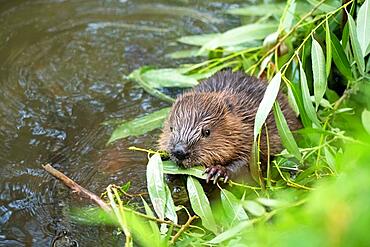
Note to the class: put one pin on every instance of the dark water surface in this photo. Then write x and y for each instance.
(61, 67)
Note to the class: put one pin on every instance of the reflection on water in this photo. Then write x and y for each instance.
(61, 73)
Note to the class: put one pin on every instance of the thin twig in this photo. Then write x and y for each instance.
(75, 187)
(183, 228)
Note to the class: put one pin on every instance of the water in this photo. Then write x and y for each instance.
(61, 67)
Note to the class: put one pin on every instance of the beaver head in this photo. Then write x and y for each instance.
(202, 129)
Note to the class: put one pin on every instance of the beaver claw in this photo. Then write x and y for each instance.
(216, 172)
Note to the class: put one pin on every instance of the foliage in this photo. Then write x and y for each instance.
(316, 190)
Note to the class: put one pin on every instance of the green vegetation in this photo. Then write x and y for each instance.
(316, 192)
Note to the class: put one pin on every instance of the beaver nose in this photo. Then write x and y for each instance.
(180, 151)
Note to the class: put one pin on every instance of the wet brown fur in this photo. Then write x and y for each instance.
(226, 104)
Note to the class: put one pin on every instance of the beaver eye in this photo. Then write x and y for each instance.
(206, 133)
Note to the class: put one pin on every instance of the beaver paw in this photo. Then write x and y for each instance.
(216, 172)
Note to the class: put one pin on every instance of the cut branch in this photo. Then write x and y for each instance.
(75, 187)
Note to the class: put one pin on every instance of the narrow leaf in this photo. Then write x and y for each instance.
(266, 104)
(140, 126)
(310, 110)
(319, 74)
(232, 207)
(231, 233)
(329, 156)
(152, 224)
(159, 78)
(286, 21)
(170, 211)
(286, 136)
(365, 117)
(340, 58)
(156, 185)
(254, 208)
(327, 6)
(356, 45)
(328, 49)
(170, 167)
(200, 204)
(268, 202)
(363, 27)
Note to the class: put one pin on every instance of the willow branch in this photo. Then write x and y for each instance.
(75, 187)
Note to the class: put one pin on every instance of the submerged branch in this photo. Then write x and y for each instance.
(75, 187)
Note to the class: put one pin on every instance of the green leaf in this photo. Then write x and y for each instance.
(327, 6)
(286, 136)
(200, 204)
(170, 211)
(328, 49)
(142, 232)
(268, 202)
(286, 21)
(345, 36)
(310, 110)
(232, 207)
(254, 208)
(340, 58)
(329, 156)
(186, 54)
(198, 40)
(365, 117)
(240, 35)
(259, 10)
(150, 213)
(363, 27)
(140, 126)
(231, 233)
(170, 167)
(359, 58)
(159, 78)
(136, 76)
(318, 70)
(156, 185)
(266, 104)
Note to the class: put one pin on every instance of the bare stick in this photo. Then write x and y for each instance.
(75, 187)
(183, 229)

•••••

TASK DETAILS:
With the pictures removed, please retype each record exactly.

COMPLETED TASK:
Note to the class: put one pin on every instance of the dark water surface in this photo. Then write x and y for each instance.
(61, 67)
Note to the class: put one pin on every instance of the reflection on water in this photo. Then write x and y for each instance.
(61, 73)
Note to the class: put one pin on every instance of the thin twig in this photo. Then write x and y for each instance.
(75, 187)
(183, 228)
Note to the class: put one pin on every instance of the water in this photo. Then write x and y for each instance.
(61, 67)
Note to the class: put one pin on every instance of the beaver head in this photo. Then write x and y for each instance.
(202, 129)
Note to the class: put one pin on every instance of the beaver claw in this photo. Then write x and y for each instance.
(216, 172)
Note to the class: put one pin on every instance of the foliage in this photo. Then write x and y for each instance.
(316, 190)
Note to the class: put one pin on every instance of the green vegetation in this photo. Then write x and y for each instance.
(316, 192)
Note to the class: put one pin on every instance of the beaver nose in this photo. Then write x and y for each instance.
(180, 151)
Note to the class: put one pin on every instance of the wet brown fur in this photo. Then write x and y for each instance.
(226, 104)
Note to the class: put one pin on every instance of the beaver eye in this photo. Then write x and y for each instance.
(206, 133)
Note to the class: put one pin on every instance of the beaver paw in this photo. Then write x and y for each instance.
(216, 172)
Note to the class: put one pin on every instance of the cut branch in this photo. Then write x and y for each instance.
(75, 187)
Note to the class: put one pin on every instance of the narrow leaf in this photo. Then write x and y for each instance.
(266, 104)
(140, 126)
(310, 110)
(319, 74)
(232, 207)
(231, 233)
(329, 156)
(152, 224)
(159, 78)
(286, 21)
(170, 211)
(286, 136)
(365, 117)
(340, 58)
(156, 185)
(254, 208)
(327, 6)
(356, 45)
(328, 49)
(170, 167)
(200, 204)
(268, 202)
(363, 27)
Note to the class: put one pin on every instance of the willow branch in this photo. Then write x and y for each instance.
(75, 187)
Note to the class: put one pin on every instance of the submerged branch in this photo. Then write x and y for each instance.
(75, 187)
Note to the class: put one pin on every instance of the green leaf in this photo. Then write x and y for each instance.
(327, 6)
(286, 136)
(200, 204)
(170, 211)
(328, 49)
(142, 232)
(268, 202)
(286, 21)
(345, 36)
(310, 110)
(232, 207)
(254, 208)
(340, 58)
(329, 156)
(186, 54)
(198, 40)
(365, 117)
(240, 35)
(259, 10)
(150, 213)
(363, 27)
(140, 126)
(231, 233)
(170, 167)
(359, 58)
(159, 78)
(136, 76)
(318, 70)
(156, 185)
(266, 104)
Note to the class: put one pin on every instance of the bare stick in this photo. Then write x and y for each instance.
(75, 187)
(183, 229)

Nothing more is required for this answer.